* [Set task]: Reproduce each of the following lines word for word, keeping them in the order given.

* [Extracted entries]:
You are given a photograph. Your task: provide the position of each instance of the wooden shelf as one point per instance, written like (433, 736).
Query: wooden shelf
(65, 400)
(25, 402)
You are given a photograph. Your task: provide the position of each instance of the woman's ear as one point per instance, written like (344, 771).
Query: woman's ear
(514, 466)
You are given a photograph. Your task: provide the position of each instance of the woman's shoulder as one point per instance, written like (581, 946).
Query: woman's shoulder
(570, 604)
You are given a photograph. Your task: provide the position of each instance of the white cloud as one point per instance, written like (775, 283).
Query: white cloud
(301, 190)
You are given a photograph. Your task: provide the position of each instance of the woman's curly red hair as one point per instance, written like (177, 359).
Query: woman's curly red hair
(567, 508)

* [Output for this exercise]:
You are given a photograph. Your task: provide the position of each instance of the wooden shelf as one point per instance, written like (433, 736).
Query: wooden shelf
(65, 400)
(25, 402)
You are given a photograph. Your task: provide the position of each instance of the woman's ear as one point per instance, written like (344, 771).
Query: woman's ear
(514, 466)
You are given a photograph. Your task: provide the position of each instance of the woman's shoulder as one point per instance, written like (581, 946).
Query: woman's shoulder
(570, 604)
You are given a photograph. Your task: provide the position of each instance of the white cloud as one point per instance, written like (775, 283).
Query: white cloud
(301, 190)
You are given a photograph. Your task: provide the position of each instance of the woman's curly red hair as one point per instance, written like (177, 359).
Query: woman's curly red hair
(567, 508)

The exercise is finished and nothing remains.